[Gambas-user] [slightly OT] No Problem with Gambas or MySql!

Mon Oct 7 17:44:39 CEST 2013

Lovely


---------- Original Message -----------
From: Caveat <Gambas at ...1950...>
To: gambas-user at lists.sourceforge.net
Sent: Mon, 07 Oct 2013 14:04:55 +0200
Subject: Re: [Gambas-user] [slightly OT] No Problem with Gambas or MySql!

> Thanks Randall, we got some great discussions going here.  I think the 
> closing paragraph sums it up quite well...
> 
> "
> 
> So err on the side of caution and normalize your data until you have
> the experience needed to know when to break the rules. If you always
> normalize your data you will be correct 99.999991 percent of the time. That
> last 0.000009 percent of the time you may never get to....
> 
> "
> 
> Of course, as I later said, my pennies example was a prime candidate for 
> normalisation!  And, I think, the case Willy is dealing with would have 
> been normalised (in an ideal world) from:
> 
> | ID  | Gewicht |
>    345	 100
>    345	 100
>    345	 50
>    347	 200
>    347	 200
>    347	 200
>    347	 200
> 
> to:
> 
> | ID  | Gewicht |  Count  |
>    345	100		2
>    345	50		1
>    347	200		4
> 
> with a Primary Key composed of ID and gewicht (weight).

++++++++

=== STATED PROBLEM A ===
Reproduce everything in the normalization post from "---------- Original Message" down to "up quite well...".
This listing has no connection to the normalization post.

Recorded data
++++++++

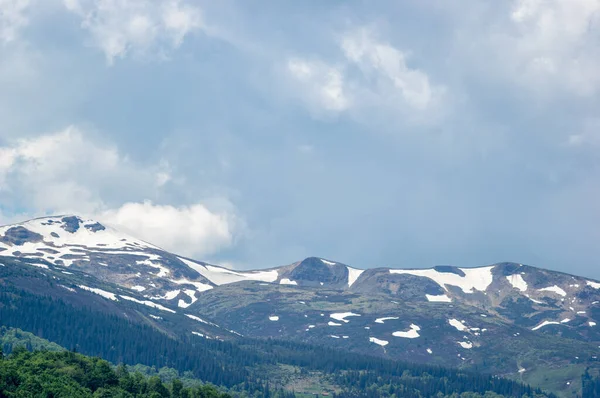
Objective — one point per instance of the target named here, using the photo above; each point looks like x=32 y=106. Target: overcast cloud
x=404 y=134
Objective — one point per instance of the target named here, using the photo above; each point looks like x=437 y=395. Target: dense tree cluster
x=68 y=374
x=590 y=385
x=243 y=366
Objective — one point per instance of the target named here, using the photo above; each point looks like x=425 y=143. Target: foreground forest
x=62 y=373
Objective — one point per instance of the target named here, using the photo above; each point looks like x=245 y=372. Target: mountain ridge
x=518 y=320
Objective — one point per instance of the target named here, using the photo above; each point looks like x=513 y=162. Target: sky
x=255 y=134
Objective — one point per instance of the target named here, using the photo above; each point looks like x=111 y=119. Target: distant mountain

++++++++

=== STATED PROBLEM B ===
Please collect each line of the listing that contains the word "above".

=== COMPLETE RESPONSE A ===
---------- Original Message -----------
From: Caveat <Gambas at ...1950...>
To: gambas-user at lists.sourceforge.net
Sent: Mon, 07 Oct 2013 14:04:55 +0200
Subject: Re: [Gambas-user] [slightly OT] No Problem with Gambas or MySql!

> Thanks Randall, we got some great discussions going here.  I think the 
> closing paragraph sums it up quite well...

=== COMPLETE RESPONSE B ===
Objective — one point per instance of the target named here, using the photo above; each point looks like x=32 y=106. Target: overcast cloud
Objective — one point per instance of the target named here, using the photo above; each point looks like x=437 y=395. Target: dense tree cluster
Objective — one point per instance of the target named here, using the photo above; each point looks like x=425 y=143. Target: foreground forest
Objective — one point per instance of the target named here, using the photo above; each point looks like x=245 y=372. Target: mountain ridge
Objective — one point per instance of the target named here, using the photo above; each point looks like x=513 y=162. Target: sky
Objective — one point per instance of the target named here, using the photo above; each point looks like x=111 y=119. Target: distant mountain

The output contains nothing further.